(Location annotation dataset excerpts)
════════════════════
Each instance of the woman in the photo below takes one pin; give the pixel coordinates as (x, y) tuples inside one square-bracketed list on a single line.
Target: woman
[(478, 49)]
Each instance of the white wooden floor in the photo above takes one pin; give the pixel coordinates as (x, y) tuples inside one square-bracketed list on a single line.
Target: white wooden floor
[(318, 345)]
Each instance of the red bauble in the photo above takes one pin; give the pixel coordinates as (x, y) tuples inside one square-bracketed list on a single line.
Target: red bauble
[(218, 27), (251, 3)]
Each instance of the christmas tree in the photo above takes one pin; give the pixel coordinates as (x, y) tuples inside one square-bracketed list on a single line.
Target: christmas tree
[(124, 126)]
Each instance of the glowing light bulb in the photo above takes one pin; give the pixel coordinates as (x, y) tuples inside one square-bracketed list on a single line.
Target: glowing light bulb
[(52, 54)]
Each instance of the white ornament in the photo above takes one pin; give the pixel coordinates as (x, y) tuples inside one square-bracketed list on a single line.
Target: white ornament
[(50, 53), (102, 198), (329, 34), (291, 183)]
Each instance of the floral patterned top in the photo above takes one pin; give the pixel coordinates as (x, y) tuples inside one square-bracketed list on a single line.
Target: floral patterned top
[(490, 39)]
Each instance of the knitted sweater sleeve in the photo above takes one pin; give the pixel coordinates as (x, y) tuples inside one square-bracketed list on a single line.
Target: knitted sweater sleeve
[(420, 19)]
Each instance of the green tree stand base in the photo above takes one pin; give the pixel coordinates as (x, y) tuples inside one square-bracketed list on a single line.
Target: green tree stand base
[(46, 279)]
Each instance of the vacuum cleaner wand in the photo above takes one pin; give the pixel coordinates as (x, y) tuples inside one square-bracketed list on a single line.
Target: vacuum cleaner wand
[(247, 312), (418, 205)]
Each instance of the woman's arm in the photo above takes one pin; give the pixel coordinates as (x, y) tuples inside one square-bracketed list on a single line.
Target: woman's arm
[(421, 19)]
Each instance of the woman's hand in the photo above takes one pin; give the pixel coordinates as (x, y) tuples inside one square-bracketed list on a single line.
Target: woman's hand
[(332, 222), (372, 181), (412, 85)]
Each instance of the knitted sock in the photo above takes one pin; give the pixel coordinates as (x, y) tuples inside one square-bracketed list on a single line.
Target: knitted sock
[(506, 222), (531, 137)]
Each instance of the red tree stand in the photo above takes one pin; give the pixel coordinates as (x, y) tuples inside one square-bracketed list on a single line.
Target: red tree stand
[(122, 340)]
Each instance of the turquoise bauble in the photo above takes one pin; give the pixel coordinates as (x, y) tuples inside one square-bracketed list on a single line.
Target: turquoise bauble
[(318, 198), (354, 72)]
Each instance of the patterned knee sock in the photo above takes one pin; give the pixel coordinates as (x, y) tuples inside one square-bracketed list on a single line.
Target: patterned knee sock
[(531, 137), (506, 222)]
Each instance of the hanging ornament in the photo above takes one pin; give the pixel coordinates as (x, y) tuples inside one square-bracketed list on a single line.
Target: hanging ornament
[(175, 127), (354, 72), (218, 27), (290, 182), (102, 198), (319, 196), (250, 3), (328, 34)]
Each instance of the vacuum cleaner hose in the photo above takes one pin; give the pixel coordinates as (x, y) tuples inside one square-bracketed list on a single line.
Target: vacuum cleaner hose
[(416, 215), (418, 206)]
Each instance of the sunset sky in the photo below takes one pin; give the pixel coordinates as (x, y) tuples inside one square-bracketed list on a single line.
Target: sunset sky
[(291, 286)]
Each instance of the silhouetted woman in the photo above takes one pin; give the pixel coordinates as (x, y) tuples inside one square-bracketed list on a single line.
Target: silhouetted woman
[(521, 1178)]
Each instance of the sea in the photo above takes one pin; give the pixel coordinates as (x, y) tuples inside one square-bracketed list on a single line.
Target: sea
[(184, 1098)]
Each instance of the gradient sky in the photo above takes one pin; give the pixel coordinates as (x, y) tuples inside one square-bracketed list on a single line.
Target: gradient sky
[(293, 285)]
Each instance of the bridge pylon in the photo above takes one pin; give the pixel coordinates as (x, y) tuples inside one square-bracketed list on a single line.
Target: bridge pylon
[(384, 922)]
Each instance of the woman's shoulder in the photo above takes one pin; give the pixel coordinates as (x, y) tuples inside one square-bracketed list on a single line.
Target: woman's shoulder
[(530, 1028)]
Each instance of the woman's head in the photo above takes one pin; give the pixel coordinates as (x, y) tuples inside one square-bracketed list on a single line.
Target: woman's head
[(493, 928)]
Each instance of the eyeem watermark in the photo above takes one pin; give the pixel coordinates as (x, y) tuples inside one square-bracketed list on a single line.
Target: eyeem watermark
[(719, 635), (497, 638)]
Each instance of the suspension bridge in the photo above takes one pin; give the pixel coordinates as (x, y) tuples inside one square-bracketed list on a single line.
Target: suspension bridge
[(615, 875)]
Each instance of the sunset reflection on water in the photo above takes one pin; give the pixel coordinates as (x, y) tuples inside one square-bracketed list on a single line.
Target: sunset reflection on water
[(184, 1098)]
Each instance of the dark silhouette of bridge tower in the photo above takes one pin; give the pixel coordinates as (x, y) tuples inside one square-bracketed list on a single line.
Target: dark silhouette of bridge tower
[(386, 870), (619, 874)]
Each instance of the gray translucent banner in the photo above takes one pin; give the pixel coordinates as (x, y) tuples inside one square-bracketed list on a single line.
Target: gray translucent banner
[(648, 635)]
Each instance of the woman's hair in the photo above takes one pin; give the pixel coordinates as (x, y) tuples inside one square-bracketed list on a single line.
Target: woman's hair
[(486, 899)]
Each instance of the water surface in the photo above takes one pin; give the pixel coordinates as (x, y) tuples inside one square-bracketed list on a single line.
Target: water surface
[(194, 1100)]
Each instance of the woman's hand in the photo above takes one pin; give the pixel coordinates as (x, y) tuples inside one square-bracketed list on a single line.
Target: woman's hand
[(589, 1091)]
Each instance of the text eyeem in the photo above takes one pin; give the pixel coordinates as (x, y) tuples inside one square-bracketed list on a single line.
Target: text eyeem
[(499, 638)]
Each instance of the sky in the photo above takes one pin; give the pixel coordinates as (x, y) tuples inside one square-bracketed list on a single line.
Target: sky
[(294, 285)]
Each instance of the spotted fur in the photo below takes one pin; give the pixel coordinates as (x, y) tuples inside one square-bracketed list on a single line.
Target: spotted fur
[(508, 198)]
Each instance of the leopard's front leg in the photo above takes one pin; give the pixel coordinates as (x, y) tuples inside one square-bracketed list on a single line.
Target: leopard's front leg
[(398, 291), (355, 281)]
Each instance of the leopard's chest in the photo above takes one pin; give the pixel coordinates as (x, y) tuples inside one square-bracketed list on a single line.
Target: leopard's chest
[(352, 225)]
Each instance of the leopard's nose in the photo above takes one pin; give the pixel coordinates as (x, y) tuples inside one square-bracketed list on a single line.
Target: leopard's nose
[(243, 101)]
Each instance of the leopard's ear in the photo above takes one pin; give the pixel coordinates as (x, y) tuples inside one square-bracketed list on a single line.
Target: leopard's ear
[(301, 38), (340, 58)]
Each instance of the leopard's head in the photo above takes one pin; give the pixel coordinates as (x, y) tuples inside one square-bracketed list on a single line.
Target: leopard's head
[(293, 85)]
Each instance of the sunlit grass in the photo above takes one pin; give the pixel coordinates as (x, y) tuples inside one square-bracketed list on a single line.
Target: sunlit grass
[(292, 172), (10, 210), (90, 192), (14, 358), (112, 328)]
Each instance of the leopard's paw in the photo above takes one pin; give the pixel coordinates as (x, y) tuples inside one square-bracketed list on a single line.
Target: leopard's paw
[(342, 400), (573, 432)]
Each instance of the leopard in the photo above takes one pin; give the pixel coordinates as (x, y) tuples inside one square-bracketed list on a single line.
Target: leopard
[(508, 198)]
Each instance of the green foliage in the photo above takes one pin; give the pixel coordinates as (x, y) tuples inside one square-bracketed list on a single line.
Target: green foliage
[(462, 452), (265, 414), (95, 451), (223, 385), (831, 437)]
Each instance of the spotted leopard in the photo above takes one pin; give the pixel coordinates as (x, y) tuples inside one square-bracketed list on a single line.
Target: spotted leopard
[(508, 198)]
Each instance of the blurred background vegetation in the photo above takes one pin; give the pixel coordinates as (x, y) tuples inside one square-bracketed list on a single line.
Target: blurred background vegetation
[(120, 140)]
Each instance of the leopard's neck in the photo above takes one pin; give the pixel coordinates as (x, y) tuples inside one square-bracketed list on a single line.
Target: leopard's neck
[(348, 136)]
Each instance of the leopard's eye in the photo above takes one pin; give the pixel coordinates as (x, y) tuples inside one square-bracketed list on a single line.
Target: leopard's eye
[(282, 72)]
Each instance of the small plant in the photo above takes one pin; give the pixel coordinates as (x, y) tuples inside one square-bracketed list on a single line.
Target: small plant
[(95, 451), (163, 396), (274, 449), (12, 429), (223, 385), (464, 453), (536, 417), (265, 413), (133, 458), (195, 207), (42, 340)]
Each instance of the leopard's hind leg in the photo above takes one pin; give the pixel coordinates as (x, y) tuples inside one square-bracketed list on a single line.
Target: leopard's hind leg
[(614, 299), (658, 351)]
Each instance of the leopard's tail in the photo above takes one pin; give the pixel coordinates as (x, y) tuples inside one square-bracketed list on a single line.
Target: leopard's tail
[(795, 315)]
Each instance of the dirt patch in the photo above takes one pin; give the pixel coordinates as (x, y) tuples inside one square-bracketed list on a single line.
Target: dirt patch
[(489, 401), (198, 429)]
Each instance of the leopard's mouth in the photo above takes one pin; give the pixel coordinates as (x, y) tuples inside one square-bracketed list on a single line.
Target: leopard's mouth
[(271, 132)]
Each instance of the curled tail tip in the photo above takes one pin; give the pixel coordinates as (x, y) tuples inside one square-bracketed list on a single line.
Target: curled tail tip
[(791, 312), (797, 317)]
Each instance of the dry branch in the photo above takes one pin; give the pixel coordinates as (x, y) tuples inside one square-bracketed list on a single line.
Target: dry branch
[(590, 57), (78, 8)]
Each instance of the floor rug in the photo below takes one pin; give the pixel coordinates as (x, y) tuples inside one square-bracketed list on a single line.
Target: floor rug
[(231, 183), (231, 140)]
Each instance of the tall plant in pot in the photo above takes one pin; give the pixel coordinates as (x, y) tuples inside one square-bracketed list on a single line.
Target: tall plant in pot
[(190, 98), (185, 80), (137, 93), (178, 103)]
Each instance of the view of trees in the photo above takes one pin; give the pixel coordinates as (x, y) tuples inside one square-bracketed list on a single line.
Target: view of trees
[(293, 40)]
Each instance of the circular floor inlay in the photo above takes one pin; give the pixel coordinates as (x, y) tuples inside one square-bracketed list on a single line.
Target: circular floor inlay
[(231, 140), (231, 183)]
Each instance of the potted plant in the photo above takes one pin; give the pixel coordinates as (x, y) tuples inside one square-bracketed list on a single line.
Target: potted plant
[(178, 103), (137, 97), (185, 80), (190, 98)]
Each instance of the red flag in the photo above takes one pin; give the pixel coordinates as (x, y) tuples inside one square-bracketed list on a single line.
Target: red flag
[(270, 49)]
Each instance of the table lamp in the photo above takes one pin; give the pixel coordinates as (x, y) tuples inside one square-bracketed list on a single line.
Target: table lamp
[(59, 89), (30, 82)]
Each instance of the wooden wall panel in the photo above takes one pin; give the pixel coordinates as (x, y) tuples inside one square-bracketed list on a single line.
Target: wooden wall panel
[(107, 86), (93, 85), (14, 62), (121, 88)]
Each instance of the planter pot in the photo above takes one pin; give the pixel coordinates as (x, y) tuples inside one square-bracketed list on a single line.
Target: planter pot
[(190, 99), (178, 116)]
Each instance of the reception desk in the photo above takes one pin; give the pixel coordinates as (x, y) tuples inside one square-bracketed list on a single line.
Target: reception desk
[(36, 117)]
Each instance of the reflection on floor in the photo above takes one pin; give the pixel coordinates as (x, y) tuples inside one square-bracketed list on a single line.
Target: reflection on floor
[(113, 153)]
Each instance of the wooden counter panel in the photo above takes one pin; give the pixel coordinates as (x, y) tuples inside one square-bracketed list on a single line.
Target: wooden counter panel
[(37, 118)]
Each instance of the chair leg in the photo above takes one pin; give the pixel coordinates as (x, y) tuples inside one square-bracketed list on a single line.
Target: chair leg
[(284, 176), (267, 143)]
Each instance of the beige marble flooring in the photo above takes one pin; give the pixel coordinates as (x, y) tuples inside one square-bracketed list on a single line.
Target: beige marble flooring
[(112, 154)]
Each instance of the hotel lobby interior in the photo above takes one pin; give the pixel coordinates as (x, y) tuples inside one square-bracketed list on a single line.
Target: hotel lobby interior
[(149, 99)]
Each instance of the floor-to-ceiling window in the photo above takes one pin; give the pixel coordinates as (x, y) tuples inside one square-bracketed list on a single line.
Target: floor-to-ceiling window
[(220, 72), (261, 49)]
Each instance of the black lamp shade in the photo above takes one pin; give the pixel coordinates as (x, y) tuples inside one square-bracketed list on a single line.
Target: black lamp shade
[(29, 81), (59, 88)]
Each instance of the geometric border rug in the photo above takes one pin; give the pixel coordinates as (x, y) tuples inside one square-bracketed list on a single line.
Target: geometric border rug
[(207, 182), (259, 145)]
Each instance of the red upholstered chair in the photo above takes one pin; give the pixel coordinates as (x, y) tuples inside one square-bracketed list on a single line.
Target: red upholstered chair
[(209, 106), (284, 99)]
════════════════════
== What is asked ==
Copy out the items, starting at the very first one and ending at the line that contains "[(218, 27), (251, 3)]", both included. Keep all other text unchanged, but shift every coordinate in the answers by adding 120 to each number.

== Output below ==
Each instance of the woman in the photo below takes one pin; give the pixel coordinates as (x, y) tuples inside one square-bracketed list on a single line.
Target: woman
[(598, 169)]
Each instance of the white wooden floor in the photo above takes one pin; give the pixel coordinates as (x, y) tuples inside one square-bracketed list on a single line.
Target: white wooden floor
[(438, 465)]
Each instance of the red bauble in the photo above takes one pin; give the pixel coordinates as (x, y) tuples inside one square-bracketed list on a single line.
Target: red bauble
[(338, 147), (371, 123)]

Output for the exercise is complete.